▶ **GIVEN EXERCISE**
Which of the lines below contain the word "fragment"? List each of them in full.

▶ **EXCERPTED DATA**
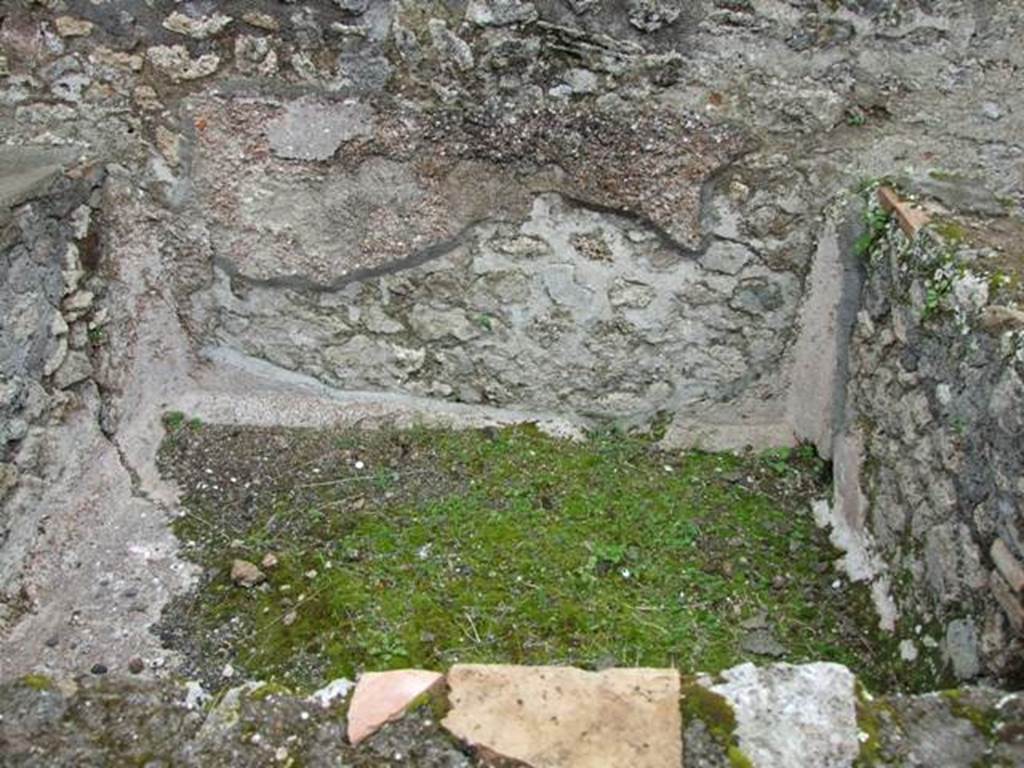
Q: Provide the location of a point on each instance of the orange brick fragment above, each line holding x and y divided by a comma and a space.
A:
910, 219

...

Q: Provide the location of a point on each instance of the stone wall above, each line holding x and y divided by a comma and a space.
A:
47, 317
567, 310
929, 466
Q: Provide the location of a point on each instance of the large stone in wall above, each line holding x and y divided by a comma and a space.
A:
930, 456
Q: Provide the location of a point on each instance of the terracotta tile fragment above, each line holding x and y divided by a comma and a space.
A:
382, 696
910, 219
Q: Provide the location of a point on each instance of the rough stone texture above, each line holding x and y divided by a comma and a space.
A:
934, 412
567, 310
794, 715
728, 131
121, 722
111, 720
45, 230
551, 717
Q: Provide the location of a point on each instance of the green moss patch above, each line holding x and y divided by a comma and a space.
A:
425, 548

▶ **FINAL RESULT**
Q: Provide the location of a point on each instance of the orange brick fragment above, each line holding x and y divided by a comma and a space.
Q: Provide the location of a point on each instance of the terracotta tile fragment above, each line holding x and y divided by a comma and a space.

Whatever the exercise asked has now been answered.